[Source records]

________________________

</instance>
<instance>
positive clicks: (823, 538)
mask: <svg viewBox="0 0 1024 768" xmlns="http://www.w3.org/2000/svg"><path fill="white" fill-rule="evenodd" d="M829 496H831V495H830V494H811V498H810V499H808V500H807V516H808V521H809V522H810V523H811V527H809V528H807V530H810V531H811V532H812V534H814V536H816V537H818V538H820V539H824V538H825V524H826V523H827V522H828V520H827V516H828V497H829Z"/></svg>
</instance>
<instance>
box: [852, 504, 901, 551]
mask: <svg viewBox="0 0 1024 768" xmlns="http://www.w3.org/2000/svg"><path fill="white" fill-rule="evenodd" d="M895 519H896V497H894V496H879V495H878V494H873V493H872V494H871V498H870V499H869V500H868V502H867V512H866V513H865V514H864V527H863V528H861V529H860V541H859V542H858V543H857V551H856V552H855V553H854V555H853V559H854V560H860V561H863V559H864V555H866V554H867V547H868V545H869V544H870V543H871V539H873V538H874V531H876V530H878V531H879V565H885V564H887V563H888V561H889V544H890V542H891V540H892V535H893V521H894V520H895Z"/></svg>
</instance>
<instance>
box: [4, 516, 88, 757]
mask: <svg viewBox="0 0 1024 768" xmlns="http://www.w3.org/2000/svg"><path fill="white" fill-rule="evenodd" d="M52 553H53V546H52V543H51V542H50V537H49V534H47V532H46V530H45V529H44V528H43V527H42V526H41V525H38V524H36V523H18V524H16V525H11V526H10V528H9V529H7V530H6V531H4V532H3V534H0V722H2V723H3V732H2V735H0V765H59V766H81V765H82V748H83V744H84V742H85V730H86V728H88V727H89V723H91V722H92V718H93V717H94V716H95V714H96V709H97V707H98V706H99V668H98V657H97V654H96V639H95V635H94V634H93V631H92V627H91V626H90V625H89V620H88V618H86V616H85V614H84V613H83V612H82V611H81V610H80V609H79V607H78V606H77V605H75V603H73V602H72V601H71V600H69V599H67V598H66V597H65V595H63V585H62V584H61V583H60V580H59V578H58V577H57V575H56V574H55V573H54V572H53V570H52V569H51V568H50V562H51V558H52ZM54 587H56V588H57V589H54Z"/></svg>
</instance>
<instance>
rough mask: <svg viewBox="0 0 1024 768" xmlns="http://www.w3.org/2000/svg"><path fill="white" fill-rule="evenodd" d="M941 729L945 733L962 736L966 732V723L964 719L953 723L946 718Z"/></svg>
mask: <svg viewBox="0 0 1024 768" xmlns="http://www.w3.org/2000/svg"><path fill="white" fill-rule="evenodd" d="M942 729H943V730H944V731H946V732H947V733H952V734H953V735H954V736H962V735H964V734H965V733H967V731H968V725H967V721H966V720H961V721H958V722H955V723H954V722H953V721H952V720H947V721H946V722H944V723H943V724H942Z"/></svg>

________________________

Your assignment:
Copy every record above verbatim and in full.

Response:
</instance>
<instance>
positive clicks: (823, 538)
mask: <svg viewBox="0 0 1024 768" xmlns="http://www.w3.org/2000/svg"><path fill="white" fill-rule="evenodd" d="M829 496H831V495H830V494H811V498H810V499H808V500H807V516H808V521H809V522H810V523H811V527H809V528H807V530H810V531H811V532H812V534H814V536H816V537H818V538H820V539H824V538H825V524H826V523H827V522H828V520H827V516H828V497H829Z"/></svg>
</instance>
<instance>
box: [852, 504, 901, 551]
mask: <svg viewBox="0 0 1024 768" xmlns="http://www.w3.org/2000/svg"><path fill="white" fill-rule="evenodd" d="M895 519H896V497H894V496H879V495H878V494H873V493H872V494H871V498H870V499H869V500H868V502H867V512H866V513H865V514H864V527H863V528H861V529H860V541H859V542H858V543H857V551H856V552H855V553H854V555H853V559H854V560H860V561H863V559H864V555H866V554H867V547H868V545H869V544H870V543H871V539H873V538H874V531H876V530H878V531H879V565H885V564H887V563H888V561H889V544H890V542H891V540H892V535H893V521H894V520H895Z"/></svg>
</instance>
<instance>
box: [4, 516, 88, 757]
mask: <svg viewBox="0 0 1024 768" xmlns="http://www.w3.org/2000/svg"><path fill="white" fill-rule="evenodd" d="M52 553H53V546H52V543H51V542H50V537H49V534H47V532H46V530H45V529H44V528H43V527H42V526H41V525H38V524H36V523H18V524H16V525H11V526H10V528H9V529H7V530H6V531H4V532H3V534H0V722H2V723H3V732H2V735H0V765H59V766H81V765H82V748H83V744H84V742H85V730H86V728H88V727H89V723H91V722H92V718H93V717H94V716H95V714H96V709H97V707H98V706H99V668H98V657H97V654H96V639H95V635H94V634H93V631H92V627H91V626H90V625H89V620H88V618H86V616H85V614H84V613H83V612H82V611H81V610H80V609H79V607H78V606H77V605H75V603H73V602H72V601H71V600H69V599H67V598H66V597H65V595H63V585H62V584H61V583H60V580H59V578H58V577H57V575H56V574H55V573H54V572H53V570H52V569H51V568H50V562H51V558H52ZM54 587H56V588H57V589H54Z"/></svg>
</instance>
<instance>
rough mask: <svg viewBox="0 0 1024 768" xmlns="http://www.w3.org/2000/svg"><path fill="white" fill-rule="evenodd" d="M941 729L945 733L962 736L966 732V723L964 719L953 723L946 718Z"/></svg>
mask: <svg viewBox="0 0 1024 768" xmlns="http://www.w3.org/2000/svg"><path fill="white" fill-rule="evenodd" d="M942 729H943V730H944V731H946V732H947V733H952V734H953V735H954V736H962V735H964V734H965V733H967V731H968V725H967V721H966V720H961V721H958V722H955V723H954V722H953V721H952V720H947V721H946V722H944V723H943V724H942Z"/></svg>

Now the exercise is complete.